* TASK GOAL *
Please copy every line below that contains the string "above".
========================
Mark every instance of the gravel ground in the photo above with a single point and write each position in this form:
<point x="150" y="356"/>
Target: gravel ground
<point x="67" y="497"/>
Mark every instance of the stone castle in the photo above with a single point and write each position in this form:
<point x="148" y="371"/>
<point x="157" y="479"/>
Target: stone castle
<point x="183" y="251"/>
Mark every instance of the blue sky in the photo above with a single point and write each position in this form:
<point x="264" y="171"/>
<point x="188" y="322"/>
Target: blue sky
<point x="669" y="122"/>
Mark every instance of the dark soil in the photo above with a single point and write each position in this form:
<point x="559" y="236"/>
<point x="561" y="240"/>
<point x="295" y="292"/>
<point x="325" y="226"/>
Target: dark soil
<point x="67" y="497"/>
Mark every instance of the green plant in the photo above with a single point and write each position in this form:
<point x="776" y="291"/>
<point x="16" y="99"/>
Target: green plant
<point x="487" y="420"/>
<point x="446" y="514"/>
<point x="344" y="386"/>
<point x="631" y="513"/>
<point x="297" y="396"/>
========================
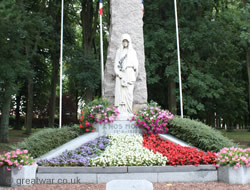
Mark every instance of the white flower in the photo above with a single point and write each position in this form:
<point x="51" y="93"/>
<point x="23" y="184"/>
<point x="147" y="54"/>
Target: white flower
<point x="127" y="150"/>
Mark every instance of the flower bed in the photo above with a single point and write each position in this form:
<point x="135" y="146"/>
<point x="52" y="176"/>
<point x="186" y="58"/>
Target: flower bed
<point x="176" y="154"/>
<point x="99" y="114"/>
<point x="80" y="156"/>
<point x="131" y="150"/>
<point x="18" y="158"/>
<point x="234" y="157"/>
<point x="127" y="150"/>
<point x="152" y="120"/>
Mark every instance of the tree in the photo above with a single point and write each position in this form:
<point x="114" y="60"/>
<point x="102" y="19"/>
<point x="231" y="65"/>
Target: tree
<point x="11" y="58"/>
========================
* SOLUTION *
Mark every instance of the gravel ground in the photo above with a single point and write each position in this form:
Mark every instance of the stone castle in the photo above with a single point and write each position in this form:
Mark every instance of the blue sky in the photo above with a single point and write each position in this form:
Mark every instance of the dark soil in the photo above with a single point and write each position in this form:
Mark every instance of the green plant in the photo above with a single point and write each position in this form:
Mark every instance of the white flower in the photo above with a single point and write each position in this form:
Mark every instance of the flower bed in the photo above with a single point and write each position in this form:
Mark every instance of the tree in the photo above with a single point and write each position in this form:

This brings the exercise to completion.